**Qué se pide**
Actualiza las filas de abajo cambiando "Kindly give" por "Please provide" en todas ellas. Reprodúcelas con el resto del texto sin modificar.
----------
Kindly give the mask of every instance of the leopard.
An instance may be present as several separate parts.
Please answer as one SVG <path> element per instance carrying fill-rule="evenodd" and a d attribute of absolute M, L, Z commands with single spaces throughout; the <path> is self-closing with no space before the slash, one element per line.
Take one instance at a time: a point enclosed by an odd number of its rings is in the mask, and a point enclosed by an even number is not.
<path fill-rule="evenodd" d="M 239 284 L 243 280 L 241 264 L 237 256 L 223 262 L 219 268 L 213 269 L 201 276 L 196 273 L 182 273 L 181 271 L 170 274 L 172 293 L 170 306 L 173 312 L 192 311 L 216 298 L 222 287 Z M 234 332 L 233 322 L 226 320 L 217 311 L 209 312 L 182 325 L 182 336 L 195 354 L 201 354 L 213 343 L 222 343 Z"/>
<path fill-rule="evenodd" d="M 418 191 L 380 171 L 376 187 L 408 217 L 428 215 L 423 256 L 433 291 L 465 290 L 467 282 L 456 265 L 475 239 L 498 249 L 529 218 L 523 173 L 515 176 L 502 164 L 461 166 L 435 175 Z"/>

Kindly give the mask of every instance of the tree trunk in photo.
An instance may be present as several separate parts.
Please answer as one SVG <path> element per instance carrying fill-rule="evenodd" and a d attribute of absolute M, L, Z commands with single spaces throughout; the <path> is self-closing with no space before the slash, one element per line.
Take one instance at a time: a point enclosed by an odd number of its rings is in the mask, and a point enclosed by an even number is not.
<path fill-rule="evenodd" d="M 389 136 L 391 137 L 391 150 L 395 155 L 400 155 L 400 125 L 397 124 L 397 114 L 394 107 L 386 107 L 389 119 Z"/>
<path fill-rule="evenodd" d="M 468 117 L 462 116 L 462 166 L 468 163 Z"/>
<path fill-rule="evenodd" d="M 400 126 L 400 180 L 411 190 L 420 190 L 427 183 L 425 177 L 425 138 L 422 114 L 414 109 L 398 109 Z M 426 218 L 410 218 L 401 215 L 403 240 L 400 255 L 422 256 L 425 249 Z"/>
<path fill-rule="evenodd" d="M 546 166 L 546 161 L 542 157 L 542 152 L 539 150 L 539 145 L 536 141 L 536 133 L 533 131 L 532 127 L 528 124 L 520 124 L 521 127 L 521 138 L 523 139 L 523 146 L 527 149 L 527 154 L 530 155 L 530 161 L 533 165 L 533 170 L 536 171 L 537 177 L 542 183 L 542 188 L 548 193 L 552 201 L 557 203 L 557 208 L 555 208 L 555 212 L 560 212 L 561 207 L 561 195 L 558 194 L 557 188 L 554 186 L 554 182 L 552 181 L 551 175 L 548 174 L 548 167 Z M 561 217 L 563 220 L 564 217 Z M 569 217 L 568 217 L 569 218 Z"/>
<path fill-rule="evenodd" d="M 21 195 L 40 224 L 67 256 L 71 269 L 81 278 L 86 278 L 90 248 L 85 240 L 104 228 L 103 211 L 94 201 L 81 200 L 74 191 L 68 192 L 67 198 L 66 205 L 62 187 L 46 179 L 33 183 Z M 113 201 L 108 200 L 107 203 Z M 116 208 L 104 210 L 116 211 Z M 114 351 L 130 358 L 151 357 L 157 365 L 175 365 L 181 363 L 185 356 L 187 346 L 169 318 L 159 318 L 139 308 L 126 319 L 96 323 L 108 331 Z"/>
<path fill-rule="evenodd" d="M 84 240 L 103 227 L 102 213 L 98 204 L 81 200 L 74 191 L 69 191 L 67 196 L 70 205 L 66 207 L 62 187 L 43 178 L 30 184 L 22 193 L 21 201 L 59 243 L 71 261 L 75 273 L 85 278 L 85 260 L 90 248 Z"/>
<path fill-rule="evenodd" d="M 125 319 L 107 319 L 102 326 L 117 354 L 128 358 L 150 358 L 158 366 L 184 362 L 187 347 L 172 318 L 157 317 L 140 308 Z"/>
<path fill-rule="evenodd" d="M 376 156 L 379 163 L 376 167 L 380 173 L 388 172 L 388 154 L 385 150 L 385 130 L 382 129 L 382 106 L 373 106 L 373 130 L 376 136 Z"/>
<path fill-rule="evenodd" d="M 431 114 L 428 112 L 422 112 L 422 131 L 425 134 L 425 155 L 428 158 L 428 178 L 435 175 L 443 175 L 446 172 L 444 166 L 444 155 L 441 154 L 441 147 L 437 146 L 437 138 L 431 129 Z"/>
----------
**Respuesta final**
Please provide the mask of every instance of the leopard.
An instance may be present as several separate parts.
Please answer as one SVG <path> element per instance carrying fill-rule="evenodd" and a d attribute of absolute M, L, Z commands with single spaces throughout; the <path> is self-closing with no space before the slash, one element per line.
Take one instance at a time: a point enclosed by an odd number of its rings is in the mask, and a point enclosed by an even number is not.
<path fill-rule="evenodd" d="M 239 284 L 243 280 L 241 264 L 237 256 L 223 262 L 219 268 L 213 269 L 201 276 L 196 273 L 182 273 L 181 271 L 170 274 L 172 293 L 170 306 L 173 312 L 192 311 L 216 298 L 222 287 Z M 234 332 L 233 322 L 226 320 L 217 311 L 209 312 L 182 325 L 182 336 L 195 354 L 201 354 L 213 343 L 222 343 Z"/>
<path fill-rule="evenodd" d="M 418 191 L 380 171 L 376 187 L 408 217 L 428 215 L 423 256 L 433 291 L 465 290 L 467 282 L 456 265 L 475 239 L 498 249 L 529 218 L 523 173 L 515 176 L 502 164 L 461 166 L 435 175 Z"/>

Please provide the mask of every instance of the tree trunk in photo.
An instance may be present as several separate parts.
Please answer as one SVG <path> element per instance carrying fill-rule="evenodd" and a d attribute of absolute M, L, Z commands with single spaces throughout; the <path> is self-closing with no space before the slash, one element per line.
Take one instance at a time: a point enclosed by an odd number of its rings is in the mask, and a point enclosed by an even number is not.
<path fill-rule="evenodd" d="M 389 136 L 391 137 L 391 150 L 395 155 L 400 155 L 400 125 L 397 124 L 397 114 L 394 107 L 386 107 L 389 119 Z"/>
<path fill-rule="evenodd" d="M 468 117 L 462 116 L 462 166 L 468 163 Z"/>
<path fill-rule="evenodd" d="M 400 126 L 400 180 L 411 190 L 420 190 L 427 183 L 425 177 L 425 138 L 422 114 L 414 109 L 398 109 Z M 426 218 L 410 218 L 401 215 L 403 240 L 400 255 L 422 256 L 425 249 Z"/>
<path fill-rule="evenodd" d="M 546 166 L 546 161 L 542 157 L 542 152 L 539 150 L 539 145 L 536 141 L 536 133 L 533 131 L 532 127 L 528 124 L 520 124 L 521 127 L 521 138 L 523 139 L 523 146 L 527 149 L 527 154 L 530 155 L 530 161 L 533 165 L 533 170 L 536 171 L 537 177 L 542 183 L 542 188 L 548 193 L 552 201 L 557 203 L 557 208 L 555 208 L 555 212 L 560 212 L 561 207 L 561 195 L 558 194 L 557 188 L 554 186 L 554 182 L 552 181 L 551 175 L 548 174 L 548 167 Z M 561 217 L 563 220 L 564 217 Z M 569 217 L 568 217 L 569 218 Z"/>
<path fill-rule="evenodd" d="M 21 195 L 40 224 L 67 256 L 71 269 L 81 278 L 86 278 L 90 248 L 85 240 L 104 228 L 103 211 L 94 201 L 81 200 L 74 191 L 68 192 L 67 198 L 66 205 L 62 187 L 46 179 L 33 183 Z M 113 201 L 108 200 L 107 203 Z M 116 208 L 104 210 L 116 211 Z M 114 351 L 130 358 L 151 357 L 157 365 L 175 365 L 181 363 L 185 356 L 187 346 L 169 318 L 159 318 L 139 308 L 126 319 L 96 323 L 108 331 Z"/>
<path fill-rule="evenodd" d="M 84 240 L 103 227 L 102 213 L 98 204 L 81 200 L 74 191 L 69 191 L 67 196 L 70 205 L 66 207 L 62 187 L 43 178 L 30 184 L 22 193 L 21 201 L 59 243 L 71 261 L 75 273 L 85 278 L 85 260 L 90 248 Z"/>
<path fill-rule="evenodd" d="M 125 319 L 107 319 L 102 326 L 117 354 L 128 358 L 150 358 L 158 366 L 184 362 L 187 347 L 172 318 L 157 317 L 140 308 Z"/>
<path fill-rule="evenodd" d="M 376 156 L 379 163 L 376 167 L 380 173 L 388 172 L 388 154 L 385 150 L 385 130 L 382 129 L 382 106 L 373 106 L 373 130 L 376 136 Z"/>
<path fill-rule="evenodd" d="M 431 114 L 428 112 L 422 112 L 422 131 L 425 134 L 425 155 L 428 158 L 428 178 L 435 175 L 443 175 L 446 172 L 444 166 L 444 155 L 441 154 L 441 147 L 437 146 L 437 138 L 431 129 Z"/>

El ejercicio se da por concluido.